╭──

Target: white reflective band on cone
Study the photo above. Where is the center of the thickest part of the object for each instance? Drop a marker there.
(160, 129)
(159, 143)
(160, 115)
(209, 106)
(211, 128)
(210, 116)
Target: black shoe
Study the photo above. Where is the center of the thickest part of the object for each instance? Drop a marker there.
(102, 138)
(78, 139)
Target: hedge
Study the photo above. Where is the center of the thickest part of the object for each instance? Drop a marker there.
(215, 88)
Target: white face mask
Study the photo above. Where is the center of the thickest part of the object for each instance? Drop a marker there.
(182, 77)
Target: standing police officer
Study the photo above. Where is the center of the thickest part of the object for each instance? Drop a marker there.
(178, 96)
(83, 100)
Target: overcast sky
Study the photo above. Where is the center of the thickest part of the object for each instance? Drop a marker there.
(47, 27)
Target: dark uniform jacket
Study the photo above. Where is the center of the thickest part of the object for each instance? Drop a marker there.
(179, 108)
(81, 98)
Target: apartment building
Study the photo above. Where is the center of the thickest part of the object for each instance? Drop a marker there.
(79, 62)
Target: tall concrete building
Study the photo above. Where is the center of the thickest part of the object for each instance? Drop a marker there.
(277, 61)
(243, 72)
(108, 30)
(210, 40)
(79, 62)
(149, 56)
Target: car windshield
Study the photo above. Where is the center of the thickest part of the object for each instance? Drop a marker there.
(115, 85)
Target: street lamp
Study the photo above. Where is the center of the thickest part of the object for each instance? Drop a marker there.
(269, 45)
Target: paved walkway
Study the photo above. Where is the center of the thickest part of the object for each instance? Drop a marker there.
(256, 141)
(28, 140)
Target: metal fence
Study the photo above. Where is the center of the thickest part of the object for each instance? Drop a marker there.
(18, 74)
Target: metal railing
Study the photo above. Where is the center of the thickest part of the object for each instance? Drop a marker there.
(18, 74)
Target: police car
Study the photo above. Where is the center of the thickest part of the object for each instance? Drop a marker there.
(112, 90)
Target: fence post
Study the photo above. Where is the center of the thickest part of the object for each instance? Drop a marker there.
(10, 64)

╰──

Reproduce all of the material above word for word, leaving nothing out and changing nothing.

Target: white reflective band on cone
Study the photo above. Where is the center of the thickest part of the object for each instance? Drop a marker there.
(160, 129)
(159, 143)
(160, 115)
(209, 106)
(211, 128)
(210, 116)
Target: black shoe
Study the photo above. Where is the center of the thickest part of the object for each instance? Drop a marker there.
(102, 138)
(78, 139)
Target: hedge
Study the photo above. Where is the center of the thickest part of the object for each instance? Drop a marker there.
(215, 88)
Target: white face mask
Study the photo above. Where is the center of the thickest part of the object for each instance? Drop a marker there.
(182, 77)
Target: standing police officer
Study the photo above. Where is the center of the thickest part of the object for each instance? Drop a marker there.
(178, 96)
(83, 100)
Target: overcast sky
Study the photo above. Where is the center of the thickest part of the object for each instance? Drop a marker there.
(47, 27)
Target: dark uniform jacket
Study the photo above. Where is the center of the thickest part of the object for each instance? Drop a marker there.
(179, 108)
(81, 98)
Target: apartment building
Study the photo above. Where is the center of the thickest part of the object for each instance? Drop a marker there.
(79, 62)
Target: tall concrete building
Study the photo above. Where is the center of the thickest part of the object for each instance? Drop a marker there.
(277, 61)
(243, 72)
(108, 30)
(210, 40)
(79, 62)
(149, 56)
Target: car windshield
Study the photo above. Where is the center of the thickest part of the object for each instance? Drop a marker there.
(115, 85)
Target: street lamp
Study the photo above. Where is the center of the thickest part of the object for each instance? Drop a marker there.
(269, 45)
Target: paved walkway
Study the photo above. Where is the center of the thickest part of the object for each instance? Drop a marker there.
(256, 141)
(28, 140)
Target: metal fence
Study the photo above. Where is the center of the thickest part of the object for each instance? Drop a marker there.
(18, 74)
Target: metal railing
Study the photo above. Where is the center of the thickest part of the object for each instance? Drop a marker there.
(18, 74)
Target: police car
Study the photo above. Where is the center of the thickest part of the object for each instance? Drop a marker there.
(112, 90)
Target: fence post
Study the photo above. Where is the center of the thickest part of the object for each instance? Drop a marker there.
(10, 64)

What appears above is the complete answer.